EXERCISE: The line containing "[(862, 90), (627, 285), (650, 406)]" marks the end: quote every line from the start of the records below through it, word for word.

PROVIDED DATA:
------------------------------------------------------------

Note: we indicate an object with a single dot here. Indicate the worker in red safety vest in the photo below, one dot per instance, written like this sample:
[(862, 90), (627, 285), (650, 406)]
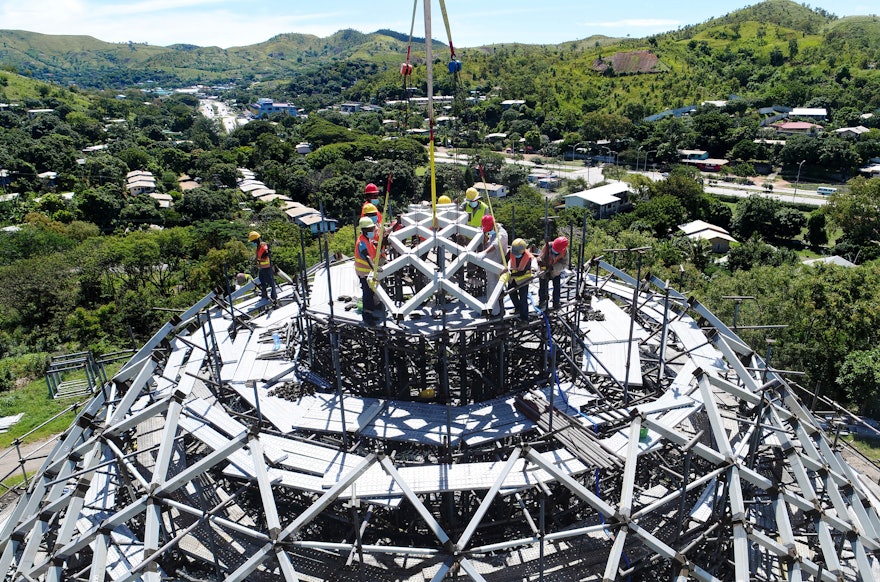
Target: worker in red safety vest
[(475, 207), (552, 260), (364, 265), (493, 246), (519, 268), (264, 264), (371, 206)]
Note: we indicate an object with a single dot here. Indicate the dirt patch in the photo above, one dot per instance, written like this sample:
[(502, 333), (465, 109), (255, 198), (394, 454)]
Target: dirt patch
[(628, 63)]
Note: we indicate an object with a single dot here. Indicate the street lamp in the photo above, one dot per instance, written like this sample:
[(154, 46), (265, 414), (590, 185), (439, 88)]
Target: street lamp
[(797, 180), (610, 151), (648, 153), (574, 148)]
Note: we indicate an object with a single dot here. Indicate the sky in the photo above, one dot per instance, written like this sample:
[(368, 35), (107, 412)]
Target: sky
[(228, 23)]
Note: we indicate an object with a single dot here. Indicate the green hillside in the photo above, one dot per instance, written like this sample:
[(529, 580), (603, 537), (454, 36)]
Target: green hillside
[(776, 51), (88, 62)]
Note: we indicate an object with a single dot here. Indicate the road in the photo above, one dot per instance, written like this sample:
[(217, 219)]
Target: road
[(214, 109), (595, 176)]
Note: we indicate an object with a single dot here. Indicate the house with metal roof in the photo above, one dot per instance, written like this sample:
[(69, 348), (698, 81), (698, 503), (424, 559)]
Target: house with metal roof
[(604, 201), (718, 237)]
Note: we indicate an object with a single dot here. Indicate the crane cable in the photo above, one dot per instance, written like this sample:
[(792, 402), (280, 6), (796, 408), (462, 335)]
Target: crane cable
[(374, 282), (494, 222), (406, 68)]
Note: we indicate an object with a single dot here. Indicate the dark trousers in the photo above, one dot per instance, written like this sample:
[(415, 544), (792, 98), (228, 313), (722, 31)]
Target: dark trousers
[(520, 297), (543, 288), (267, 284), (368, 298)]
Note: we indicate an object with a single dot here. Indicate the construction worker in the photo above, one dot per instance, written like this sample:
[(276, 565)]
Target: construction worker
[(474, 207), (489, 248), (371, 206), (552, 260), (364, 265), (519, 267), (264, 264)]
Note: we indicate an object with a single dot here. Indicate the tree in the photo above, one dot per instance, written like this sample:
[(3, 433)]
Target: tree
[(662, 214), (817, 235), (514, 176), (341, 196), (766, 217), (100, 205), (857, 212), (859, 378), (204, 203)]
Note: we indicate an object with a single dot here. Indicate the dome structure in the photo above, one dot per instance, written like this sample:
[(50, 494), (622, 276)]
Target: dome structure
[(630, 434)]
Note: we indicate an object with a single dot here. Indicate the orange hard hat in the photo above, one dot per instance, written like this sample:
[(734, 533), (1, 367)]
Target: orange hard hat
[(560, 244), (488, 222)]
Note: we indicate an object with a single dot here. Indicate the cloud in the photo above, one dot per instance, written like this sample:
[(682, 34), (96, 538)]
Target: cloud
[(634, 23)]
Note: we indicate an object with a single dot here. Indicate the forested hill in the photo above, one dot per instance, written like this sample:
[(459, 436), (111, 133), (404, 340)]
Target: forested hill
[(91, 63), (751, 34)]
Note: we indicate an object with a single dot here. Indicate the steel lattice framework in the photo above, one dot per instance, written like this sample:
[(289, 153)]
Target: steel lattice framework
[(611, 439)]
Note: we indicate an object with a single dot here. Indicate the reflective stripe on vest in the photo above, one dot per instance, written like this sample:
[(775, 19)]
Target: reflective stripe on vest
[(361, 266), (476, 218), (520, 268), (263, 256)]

------------------------------------------------------------

SOLUTION:
Note: we indicate an object with a single dot here. Indicate the worker in red safety vest in the photo below, one dot per instance, written like this sample:
[(862, 90), (627, 285), (650, 406)]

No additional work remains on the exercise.